Problema proposto 1: Transcreva literalmente o trecho do texto sobre os Autos de Fé que começa nas palavras que contêm "O episódio narrado" e termina após "com a festa.".
Problema proposto 2: Dê prosseguimento ao texto sobre os Autos de Fé, escrevendo a partir da última frase apresentada.

Bloco de texto:
============================================================
Vai começar o espetáculo. Alguns dos condenados são “agraciados” com a morte na fogueira, mais rápida e menos dolorosa, porque, durante o processo, em algum momento, contribuíram para o para o bom andamento do julgamento ou delataram outros hereges. Outras, mais reticentes, recebem outros tipos de tortura, mais dolorosas, como o empalamento[1], a tortura na Roda do Despedaçamento[2] ou a serra[3]. Eram práticas comuns aos Autos de Fé, e a multidão assistia em êxtase a esses espetáculos de horror. Se, como disse Rosseua, “o homem nasce bom, a sociedade é que o corrompe”, então esses espetáculos públicos eram uma prova irrefutável dessa “corrupção” do ser humano.
O episódio narrado acima bem que poderia ter saído de um filme de ficção ou de um livro, mas infelizmente, para espanto de alguns e revolta de outros, embora a narração aqui seja um relato imaginativo de minha parte, descreve muito bem o que acontecia nos chamados Autos de Fé, promovidos pela Igreja Católica para punir supostos hereges. E o que mais chama a atenção nisso tudo não é o ato em si, mas o deleite do ser humano em assistir a tais atos. E neste caso, o condenado não podia morrer antes da tortura final. O público ficava enfurecido, vaiava e isso praticamente acabava com a festa.
============================================================
Material fornecido:
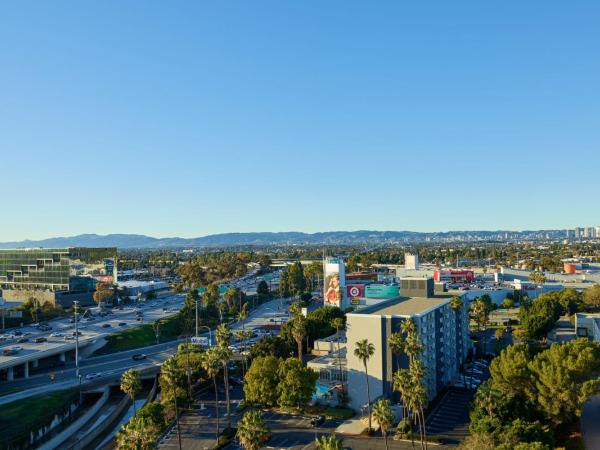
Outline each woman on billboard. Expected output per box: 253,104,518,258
325,272,342,306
============================================================
Resposta 1:
O episódio narrado acima bem que poderia ter saído de um filme de ficção ou de um livro, mas infelizmente, para espanto de alguns e revolta de outros, embora a narração aqui seja um relato imaginativo de minha parte, descreve muito bem o que acontecia nos chamados Autos de Fé, promovidos pela Igreja Católica para punir supostos hereges. E o que mais chama a atenção nisso tudo não é o ato em si, mas o deleite do ser humano em assistir a tais atos. E neste caso, o condenado não podia morrer antes da tortura final. O público ficava enfurecido, vaiava e isso praticamente acabava com a festa.

Resposta 2:
Deleite esse que se repete a cada dia em nossa moderna sociedade, só que de uma forma um pouco menos explícita do que os espetáculos de horror da Idade Média. Estamos falando dos milhares de casos policiais que inundam os meios de comunicação todos os dias ao redor do mundo. E, sem trocadilhos, quanto mais bizarro o caso, mais atiça a curiosidade do público comum.
O cinema, que está sempre na esteira dos acontecimentos, uma vez que, uma de suas definições diz respeito à “imitação da realidade”, não perdeu tempo. Tratou de colocar essa “realidade” na tela grande. Foi assim que filmes como Cidade de Deus, Tropa de Elite e mais recentemente Ônibus 174 conquistaram importante papel nas salas de cinema do mundo inteiro.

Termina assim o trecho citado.